(Data provided Opens)

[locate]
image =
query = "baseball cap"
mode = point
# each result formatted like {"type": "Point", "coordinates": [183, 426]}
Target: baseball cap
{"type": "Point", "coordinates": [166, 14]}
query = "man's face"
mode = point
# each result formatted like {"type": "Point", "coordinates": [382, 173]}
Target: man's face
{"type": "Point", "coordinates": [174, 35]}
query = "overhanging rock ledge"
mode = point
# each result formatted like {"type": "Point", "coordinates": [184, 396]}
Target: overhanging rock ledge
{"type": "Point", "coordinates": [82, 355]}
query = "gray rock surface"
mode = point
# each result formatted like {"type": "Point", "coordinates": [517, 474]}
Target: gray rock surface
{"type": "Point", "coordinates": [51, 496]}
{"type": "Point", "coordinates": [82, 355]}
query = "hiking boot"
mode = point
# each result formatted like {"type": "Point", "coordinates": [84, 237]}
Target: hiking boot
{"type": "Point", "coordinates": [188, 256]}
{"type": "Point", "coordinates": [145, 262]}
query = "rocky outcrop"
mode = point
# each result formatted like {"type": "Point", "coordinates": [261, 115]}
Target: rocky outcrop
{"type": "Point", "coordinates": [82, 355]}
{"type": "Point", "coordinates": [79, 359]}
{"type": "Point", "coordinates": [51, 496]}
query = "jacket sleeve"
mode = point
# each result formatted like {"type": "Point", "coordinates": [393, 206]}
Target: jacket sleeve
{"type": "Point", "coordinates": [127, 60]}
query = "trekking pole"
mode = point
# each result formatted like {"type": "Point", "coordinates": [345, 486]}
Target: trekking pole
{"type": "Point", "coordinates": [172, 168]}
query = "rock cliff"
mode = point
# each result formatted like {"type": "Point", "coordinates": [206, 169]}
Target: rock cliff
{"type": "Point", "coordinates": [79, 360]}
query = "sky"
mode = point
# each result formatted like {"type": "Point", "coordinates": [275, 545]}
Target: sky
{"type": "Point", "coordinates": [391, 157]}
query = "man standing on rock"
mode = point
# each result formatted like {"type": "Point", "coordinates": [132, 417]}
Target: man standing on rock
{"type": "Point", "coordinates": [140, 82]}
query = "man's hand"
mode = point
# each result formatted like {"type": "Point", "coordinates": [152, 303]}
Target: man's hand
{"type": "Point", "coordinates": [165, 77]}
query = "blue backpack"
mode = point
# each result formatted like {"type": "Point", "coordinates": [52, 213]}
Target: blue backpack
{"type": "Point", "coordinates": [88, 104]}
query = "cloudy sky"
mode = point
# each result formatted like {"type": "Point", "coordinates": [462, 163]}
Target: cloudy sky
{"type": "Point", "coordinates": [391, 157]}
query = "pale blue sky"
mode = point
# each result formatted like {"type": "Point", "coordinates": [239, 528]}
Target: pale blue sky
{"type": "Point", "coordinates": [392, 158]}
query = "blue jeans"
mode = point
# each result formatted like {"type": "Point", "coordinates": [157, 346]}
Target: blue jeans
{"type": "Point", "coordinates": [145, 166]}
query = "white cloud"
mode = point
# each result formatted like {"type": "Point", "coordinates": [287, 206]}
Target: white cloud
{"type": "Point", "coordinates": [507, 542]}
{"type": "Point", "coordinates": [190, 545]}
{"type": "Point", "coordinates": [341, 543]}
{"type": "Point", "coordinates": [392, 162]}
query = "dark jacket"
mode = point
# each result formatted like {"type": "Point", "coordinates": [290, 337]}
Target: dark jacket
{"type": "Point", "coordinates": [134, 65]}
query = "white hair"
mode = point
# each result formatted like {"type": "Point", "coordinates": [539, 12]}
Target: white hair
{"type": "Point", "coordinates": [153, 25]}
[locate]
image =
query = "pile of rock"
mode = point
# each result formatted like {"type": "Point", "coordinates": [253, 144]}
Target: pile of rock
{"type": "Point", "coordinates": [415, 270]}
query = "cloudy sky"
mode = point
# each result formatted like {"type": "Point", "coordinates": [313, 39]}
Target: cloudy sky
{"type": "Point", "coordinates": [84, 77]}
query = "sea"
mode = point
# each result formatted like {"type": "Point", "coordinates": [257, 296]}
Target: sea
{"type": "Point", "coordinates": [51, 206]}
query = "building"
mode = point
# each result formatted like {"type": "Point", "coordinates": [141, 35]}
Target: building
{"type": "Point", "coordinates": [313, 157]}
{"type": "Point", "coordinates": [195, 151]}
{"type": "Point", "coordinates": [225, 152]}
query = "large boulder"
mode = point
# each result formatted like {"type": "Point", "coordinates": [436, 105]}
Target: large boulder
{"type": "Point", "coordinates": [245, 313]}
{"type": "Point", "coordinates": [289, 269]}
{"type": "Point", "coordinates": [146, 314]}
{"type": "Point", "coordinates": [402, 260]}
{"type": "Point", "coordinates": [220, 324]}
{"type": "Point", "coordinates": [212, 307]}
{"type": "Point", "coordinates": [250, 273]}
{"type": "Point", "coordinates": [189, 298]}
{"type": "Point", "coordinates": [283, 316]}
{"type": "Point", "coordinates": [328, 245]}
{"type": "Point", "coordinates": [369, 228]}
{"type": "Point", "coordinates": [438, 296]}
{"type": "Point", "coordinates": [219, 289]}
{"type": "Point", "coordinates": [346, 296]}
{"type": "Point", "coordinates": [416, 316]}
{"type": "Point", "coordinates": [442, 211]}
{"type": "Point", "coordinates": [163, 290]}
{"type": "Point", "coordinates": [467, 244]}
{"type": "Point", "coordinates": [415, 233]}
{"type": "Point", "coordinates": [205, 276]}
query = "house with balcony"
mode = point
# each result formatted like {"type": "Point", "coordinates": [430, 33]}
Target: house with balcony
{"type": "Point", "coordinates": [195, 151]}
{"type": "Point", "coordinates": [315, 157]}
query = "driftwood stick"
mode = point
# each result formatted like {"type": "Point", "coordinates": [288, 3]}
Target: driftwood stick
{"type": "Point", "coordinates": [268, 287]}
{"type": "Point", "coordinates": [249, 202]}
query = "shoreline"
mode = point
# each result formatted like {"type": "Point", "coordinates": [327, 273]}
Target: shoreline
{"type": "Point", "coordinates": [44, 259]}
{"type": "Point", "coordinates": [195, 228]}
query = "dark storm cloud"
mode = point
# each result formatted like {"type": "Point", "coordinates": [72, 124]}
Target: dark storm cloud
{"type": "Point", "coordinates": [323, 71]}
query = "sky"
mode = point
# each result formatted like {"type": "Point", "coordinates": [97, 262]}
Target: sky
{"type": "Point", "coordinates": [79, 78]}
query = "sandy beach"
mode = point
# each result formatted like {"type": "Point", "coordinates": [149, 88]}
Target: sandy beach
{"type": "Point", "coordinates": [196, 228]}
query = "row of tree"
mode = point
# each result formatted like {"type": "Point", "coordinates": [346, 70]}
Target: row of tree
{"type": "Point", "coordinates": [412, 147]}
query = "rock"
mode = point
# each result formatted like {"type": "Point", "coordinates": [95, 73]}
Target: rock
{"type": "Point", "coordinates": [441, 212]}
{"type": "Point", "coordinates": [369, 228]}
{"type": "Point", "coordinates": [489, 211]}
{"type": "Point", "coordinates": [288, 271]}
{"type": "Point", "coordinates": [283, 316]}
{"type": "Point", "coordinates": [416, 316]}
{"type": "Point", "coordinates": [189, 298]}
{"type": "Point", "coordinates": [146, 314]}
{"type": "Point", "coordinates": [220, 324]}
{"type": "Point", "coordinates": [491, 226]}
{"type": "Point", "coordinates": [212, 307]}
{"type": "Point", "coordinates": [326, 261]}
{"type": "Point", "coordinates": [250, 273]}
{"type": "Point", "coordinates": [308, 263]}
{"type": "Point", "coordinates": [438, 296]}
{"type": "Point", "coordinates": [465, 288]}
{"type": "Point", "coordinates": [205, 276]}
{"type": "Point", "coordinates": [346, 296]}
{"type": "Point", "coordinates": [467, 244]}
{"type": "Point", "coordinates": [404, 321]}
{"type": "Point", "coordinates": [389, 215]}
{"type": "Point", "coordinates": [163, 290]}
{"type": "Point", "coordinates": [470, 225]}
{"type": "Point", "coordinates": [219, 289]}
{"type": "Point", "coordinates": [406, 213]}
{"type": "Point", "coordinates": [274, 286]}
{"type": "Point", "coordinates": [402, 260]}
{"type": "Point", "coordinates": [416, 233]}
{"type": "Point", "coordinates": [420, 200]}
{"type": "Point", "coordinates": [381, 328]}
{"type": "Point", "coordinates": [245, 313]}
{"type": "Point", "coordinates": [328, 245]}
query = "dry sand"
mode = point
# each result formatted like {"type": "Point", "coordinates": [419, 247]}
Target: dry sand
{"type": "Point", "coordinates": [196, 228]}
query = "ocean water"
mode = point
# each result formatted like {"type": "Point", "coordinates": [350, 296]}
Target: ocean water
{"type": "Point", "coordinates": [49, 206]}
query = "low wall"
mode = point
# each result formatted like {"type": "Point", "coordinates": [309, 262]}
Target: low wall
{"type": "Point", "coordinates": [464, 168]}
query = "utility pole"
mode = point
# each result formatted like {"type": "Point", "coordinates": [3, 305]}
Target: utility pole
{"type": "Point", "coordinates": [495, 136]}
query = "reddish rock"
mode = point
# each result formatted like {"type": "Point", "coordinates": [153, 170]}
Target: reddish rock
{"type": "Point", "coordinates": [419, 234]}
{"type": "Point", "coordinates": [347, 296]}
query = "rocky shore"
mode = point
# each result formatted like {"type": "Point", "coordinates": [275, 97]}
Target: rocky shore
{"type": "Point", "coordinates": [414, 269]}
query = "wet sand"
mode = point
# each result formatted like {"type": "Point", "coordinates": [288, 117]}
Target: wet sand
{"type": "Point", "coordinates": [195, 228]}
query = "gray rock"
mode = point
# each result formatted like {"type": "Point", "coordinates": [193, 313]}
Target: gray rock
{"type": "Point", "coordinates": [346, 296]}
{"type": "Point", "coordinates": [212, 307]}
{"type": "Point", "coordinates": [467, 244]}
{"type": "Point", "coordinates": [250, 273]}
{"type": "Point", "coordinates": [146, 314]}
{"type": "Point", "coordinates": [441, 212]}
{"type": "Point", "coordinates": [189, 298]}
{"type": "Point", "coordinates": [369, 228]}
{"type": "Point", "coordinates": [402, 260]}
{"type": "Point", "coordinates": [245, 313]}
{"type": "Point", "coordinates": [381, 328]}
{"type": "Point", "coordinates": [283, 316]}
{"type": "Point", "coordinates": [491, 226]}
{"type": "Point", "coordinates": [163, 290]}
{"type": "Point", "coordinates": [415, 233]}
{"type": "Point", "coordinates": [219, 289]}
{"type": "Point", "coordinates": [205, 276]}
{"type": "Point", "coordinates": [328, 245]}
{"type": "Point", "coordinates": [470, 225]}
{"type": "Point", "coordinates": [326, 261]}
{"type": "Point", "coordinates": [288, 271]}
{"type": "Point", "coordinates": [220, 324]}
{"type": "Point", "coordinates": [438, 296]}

(Data provided Closes)

**Task details:**
What you give back should be the lines from the one with "Target: reddish rock" to the end of the data, copied exactly, both ends included.

**Answer to this problem:**
Target: reddish rock
{"type": "Point", "coordinates": [419, 234]}
{"type": "Point", "coordinates": [347, 296]}
query = "rocky shore"
mode = point
# each result formatted like {"type": "Point", "coordinates": [275, 97]}
Target: rocky shore
{"type": "Point", "coordinates": [414, 269]}
query = "wet sand"
mode = point
# each result formatted like {"type": "Point", "coordinates": [288, 117]}
Target: wet sand
{"type": "Point", "coordinates": [195, 228]}
query = "gray rock"
mode = point
# each result formatted like {"type": "Point", "coordinates": [193, 313]}
Target: gray rock
{"type": "Point", "coordinates": [346, 296]}
{"type": "Point", "coordinates": [212, 307]}
{"type": "Point", "coordinates": [467, 244]}
{"type": "Point", "coordinates": [250, 273]}
{"type": "Point", "coordinates": [146, 314]}
{"type": "Point", "coordinates": [441, 212]}
{"type": "Point", "coordinates": [189, 298]}
{"type": "Point", "coordinates": [369, 228]}
{"type": "Point", "coordinates": [402, 260]}
{"type": "Point", "coordinates": [245, 313]}
{"type": "Point", "coordinates": [381, 328]}
{"type": "Point", "coordinates": [283, 316]}
{"type": "Point", "coordinates": [491, 226]}
{"type": "Point", "coordinates": [163, 290]}
{"type": "Point", "coordinates": [415, 233]}
{"type": "Point", "coordinates": [219, 289]}
{"type": "Point", "coordinates": [205, 276]}
{"type": "Point", "coordinates": [328, 245]}
{"type": "Point", "coordinates": [470, 225]}
{"type": "Point", "coordinates": [326, 261]}
{"type": "Point", "coordinates": [288, 271]}
{"type": "Point", "coordinates": [220, 324]}
{"type": "Point", "coordinates": [438, 296]}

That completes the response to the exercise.